> [What you need to do]:
1 - In the Impossible Whopper post, copy everything from "19 October 2019" down to "that makes sense." without changing a word.
2 - Answer these questions using the Impossible Whopper post:
(a) What was the only visual clue that the patty was plant-based?
(b) What did the writer's last "veggie" burger essentially resemble?
(c) What does the Hula Burger use in place of the burger patty?

19 October 2019

Impossible Meat

Gave the Impossible Whopper a go. 
... I am impressed. It won't fool anybody, though not in the way you may think. If I hadn't been told it was a plant-based burger patty, I would have simply thought it was a well-done, if slightly dry burger patty. Visually, the only thing that gave it away was the color; as I said, it looked well-done, not pink in the slightest. The texture was spot on and it smelled of the same char-broil as anything else on the menu. It didn't taste like meat, mostly because it wasn't juicy, but it didn't taste like a substitute, if that makes sense. 

The last time I had a "veggie" burger years ago, the thing was essentially a giant tater tot, as if someone tried to cook a hash brown like a burger patty. That's not a bad thing, mind, but when I eat a burger, never once do I think, "You know what this needs? Crispy potatoes." and not just because I've already got a plate of crispy, salty fries performing exactly that purpose with flying colors. I am curious about the Hula Burger. It's not technically available anywhere, but there are similar recipes out there. The Hula Burger was originally created by McDonald's as part of a competition to determine its new Lent-Friendly options. The other sandwich in this competition is the (in)famous Filet-O-Fish. The Hula Burger uses a slice of pineapple in place of the burger patty, the preparation typically involving gentle marination as well as light grilling. The Filet-O-Fish not only won the competition, but became a year-round staple of the Golden Arches' menu instead of some holdover for 40 days out of the year for a specific demographic.

Data excerpts:

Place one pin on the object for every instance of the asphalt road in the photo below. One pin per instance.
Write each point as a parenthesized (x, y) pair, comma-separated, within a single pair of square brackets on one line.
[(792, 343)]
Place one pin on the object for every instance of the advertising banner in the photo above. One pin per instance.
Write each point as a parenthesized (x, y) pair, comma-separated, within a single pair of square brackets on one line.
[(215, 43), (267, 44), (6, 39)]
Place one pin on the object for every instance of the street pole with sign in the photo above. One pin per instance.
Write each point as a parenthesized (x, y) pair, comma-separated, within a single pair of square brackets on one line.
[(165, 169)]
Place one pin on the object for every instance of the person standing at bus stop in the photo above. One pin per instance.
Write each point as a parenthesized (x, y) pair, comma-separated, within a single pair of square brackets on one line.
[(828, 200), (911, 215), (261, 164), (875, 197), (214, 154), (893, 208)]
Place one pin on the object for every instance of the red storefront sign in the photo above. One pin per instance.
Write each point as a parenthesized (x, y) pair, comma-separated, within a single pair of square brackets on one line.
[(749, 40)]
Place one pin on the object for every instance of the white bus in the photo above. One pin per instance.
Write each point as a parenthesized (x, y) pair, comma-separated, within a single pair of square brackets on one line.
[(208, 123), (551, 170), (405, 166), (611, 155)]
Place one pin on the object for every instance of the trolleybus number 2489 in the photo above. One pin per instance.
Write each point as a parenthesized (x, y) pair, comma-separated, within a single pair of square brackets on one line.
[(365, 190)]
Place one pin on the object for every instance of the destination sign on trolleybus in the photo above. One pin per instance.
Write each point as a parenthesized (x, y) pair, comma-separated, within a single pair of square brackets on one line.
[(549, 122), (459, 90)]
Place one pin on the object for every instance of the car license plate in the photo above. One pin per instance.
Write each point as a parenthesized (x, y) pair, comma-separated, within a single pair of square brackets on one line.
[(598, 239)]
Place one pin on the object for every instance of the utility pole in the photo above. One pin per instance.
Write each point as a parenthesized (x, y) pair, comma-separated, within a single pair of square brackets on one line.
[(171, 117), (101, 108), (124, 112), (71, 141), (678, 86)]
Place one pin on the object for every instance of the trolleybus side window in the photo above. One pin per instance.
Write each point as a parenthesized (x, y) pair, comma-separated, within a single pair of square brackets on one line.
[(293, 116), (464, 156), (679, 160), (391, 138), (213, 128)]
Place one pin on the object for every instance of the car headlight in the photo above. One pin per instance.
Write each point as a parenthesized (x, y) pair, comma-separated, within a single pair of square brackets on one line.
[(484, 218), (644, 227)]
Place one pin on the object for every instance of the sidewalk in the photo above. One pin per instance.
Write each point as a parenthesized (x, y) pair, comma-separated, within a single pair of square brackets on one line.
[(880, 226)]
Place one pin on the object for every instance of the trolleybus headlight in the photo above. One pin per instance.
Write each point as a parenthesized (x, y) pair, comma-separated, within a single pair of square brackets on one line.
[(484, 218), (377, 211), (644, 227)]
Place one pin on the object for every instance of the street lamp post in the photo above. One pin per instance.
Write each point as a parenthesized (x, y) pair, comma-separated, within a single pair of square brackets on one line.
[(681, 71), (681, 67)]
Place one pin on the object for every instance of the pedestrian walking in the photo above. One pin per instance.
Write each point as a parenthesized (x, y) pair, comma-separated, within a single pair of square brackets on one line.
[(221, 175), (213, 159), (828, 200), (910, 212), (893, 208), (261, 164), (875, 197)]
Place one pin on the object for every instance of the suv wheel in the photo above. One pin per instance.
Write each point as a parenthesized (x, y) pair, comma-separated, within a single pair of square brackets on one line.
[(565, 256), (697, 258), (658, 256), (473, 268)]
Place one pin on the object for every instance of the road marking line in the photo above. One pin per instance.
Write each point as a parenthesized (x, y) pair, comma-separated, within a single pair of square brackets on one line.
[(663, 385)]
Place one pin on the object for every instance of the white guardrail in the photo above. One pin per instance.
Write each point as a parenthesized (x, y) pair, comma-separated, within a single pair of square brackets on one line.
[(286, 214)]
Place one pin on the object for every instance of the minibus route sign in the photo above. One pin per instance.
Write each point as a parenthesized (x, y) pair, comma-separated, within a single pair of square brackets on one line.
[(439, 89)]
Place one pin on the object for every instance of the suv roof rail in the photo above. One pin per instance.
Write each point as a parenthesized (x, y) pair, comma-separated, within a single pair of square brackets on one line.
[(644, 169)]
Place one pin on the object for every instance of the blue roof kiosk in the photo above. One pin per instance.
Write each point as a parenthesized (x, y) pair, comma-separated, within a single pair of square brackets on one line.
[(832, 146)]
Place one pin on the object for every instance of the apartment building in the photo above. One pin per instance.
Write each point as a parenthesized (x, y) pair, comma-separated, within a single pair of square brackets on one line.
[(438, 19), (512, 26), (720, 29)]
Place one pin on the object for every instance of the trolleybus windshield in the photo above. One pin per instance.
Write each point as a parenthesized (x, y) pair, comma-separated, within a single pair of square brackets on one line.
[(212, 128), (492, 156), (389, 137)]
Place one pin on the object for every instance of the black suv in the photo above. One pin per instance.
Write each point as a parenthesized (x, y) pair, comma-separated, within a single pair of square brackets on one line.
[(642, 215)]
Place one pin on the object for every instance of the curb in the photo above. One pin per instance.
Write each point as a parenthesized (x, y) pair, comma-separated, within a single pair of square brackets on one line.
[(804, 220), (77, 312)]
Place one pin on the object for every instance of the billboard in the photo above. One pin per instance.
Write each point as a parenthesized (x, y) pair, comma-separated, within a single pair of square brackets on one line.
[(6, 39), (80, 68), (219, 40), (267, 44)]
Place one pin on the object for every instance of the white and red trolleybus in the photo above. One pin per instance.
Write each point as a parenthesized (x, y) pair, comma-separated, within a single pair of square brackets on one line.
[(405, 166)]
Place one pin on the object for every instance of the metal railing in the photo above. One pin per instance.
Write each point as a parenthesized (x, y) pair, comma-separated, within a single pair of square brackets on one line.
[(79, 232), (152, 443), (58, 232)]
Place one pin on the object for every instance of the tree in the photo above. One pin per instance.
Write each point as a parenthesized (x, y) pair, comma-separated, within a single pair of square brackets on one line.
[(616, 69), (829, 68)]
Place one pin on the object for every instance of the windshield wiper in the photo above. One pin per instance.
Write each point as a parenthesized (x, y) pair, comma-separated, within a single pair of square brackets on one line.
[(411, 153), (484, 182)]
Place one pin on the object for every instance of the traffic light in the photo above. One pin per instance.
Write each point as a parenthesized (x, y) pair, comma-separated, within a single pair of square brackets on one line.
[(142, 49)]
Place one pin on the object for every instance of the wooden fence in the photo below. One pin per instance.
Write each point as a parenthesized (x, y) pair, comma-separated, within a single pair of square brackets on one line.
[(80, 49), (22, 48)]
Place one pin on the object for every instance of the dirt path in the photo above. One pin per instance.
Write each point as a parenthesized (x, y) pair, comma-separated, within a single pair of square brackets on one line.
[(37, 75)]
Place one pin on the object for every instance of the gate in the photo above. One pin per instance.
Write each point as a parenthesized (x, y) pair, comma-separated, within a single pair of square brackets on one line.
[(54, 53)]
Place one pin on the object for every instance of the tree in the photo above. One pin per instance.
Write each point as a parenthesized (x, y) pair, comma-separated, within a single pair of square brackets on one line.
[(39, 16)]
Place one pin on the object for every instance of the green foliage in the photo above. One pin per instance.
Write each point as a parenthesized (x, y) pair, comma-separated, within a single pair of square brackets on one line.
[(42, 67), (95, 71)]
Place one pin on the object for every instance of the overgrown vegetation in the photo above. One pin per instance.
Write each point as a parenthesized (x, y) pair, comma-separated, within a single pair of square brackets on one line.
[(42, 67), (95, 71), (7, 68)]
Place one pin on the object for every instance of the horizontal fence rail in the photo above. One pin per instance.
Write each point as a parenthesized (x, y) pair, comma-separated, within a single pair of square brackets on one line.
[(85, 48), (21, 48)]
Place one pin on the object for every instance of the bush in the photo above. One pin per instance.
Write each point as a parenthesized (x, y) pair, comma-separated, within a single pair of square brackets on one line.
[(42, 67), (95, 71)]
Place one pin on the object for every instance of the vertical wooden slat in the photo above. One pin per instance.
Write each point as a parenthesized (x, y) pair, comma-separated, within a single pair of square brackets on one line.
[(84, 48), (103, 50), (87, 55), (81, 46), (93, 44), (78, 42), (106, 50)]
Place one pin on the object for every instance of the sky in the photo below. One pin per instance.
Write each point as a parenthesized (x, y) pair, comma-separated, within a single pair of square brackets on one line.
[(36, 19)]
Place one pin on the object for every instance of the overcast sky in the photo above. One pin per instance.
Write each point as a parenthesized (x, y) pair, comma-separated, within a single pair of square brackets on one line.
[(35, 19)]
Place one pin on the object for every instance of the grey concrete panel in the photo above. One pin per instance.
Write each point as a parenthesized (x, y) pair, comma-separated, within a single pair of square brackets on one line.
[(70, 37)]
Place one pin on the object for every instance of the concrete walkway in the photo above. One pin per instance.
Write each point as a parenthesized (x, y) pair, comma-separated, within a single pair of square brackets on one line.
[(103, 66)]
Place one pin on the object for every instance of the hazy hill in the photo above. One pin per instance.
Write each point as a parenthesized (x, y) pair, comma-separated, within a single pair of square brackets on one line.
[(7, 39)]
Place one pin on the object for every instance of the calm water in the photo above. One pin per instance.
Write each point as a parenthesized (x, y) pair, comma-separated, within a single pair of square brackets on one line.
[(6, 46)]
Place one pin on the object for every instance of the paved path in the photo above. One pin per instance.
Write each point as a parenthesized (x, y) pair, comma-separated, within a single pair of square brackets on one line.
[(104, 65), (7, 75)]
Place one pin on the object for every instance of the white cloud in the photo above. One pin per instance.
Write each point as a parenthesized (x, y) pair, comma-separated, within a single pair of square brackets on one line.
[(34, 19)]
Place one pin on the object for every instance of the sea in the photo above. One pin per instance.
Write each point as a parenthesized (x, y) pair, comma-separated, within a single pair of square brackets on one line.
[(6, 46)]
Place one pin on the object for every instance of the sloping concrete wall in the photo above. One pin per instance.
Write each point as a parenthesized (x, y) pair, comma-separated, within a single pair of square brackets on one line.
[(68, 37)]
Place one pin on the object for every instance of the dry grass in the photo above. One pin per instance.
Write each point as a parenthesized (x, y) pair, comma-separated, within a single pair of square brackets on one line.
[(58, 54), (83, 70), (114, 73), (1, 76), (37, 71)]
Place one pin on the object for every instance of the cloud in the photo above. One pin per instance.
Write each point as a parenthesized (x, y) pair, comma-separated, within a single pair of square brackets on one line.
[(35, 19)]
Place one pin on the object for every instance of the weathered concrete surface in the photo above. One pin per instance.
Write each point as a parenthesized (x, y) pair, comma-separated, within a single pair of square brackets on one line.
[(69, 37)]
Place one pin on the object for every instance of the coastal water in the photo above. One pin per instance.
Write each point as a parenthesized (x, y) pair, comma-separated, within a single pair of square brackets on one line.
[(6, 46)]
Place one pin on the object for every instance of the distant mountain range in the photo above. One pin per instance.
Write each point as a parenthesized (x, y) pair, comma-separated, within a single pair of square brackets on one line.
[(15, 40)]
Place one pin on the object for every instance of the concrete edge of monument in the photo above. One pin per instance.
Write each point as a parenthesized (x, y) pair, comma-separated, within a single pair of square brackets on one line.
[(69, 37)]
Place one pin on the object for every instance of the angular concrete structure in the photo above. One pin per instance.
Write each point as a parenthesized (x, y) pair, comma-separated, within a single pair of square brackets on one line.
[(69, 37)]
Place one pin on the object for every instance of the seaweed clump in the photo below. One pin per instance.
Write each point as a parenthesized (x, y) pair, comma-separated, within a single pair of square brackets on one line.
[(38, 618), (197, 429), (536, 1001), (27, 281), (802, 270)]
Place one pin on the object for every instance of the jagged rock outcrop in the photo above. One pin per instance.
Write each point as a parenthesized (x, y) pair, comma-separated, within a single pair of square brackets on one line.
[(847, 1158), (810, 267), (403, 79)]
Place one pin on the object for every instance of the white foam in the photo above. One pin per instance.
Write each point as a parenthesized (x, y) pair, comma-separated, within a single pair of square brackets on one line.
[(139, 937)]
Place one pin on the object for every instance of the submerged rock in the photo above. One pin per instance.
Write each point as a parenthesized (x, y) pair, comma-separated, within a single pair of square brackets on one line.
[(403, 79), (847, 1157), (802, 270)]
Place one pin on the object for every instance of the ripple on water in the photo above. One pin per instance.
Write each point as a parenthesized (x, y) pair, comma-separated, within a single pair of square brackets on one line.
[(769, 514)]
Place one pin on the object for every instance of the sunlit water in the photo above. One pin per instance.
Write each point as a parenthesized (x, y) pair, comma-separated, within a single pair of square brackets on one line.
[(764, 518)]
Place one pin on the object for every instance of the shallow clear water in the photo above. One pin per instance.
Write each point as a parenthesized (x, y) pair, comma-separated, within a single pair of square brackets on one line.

> [Per-task answers]:
1 -
19 October 2019

Impossible Meat

Gave the Impossible Whopper a go. 
... I am impressed. It won't fool anybody, though not in the way you may think. If I hadn't been told it was a plant-based burger patty, I would have simply thought it was a well-done, if slightly dry burger patty. Visually, the only thing that gave it away was the color; as I said, it looked well-done, not pink in the slightest. The texture was spot on and it smelled of the same char-broil as anything else on the menu. It didn't taste like meat, mostly because it wasn't juicy, but it didn't taste like a substitute, if that makes sense.

2 -
(a) Its color.
(b) A giant tater tot.
(c) A slice of pineapple.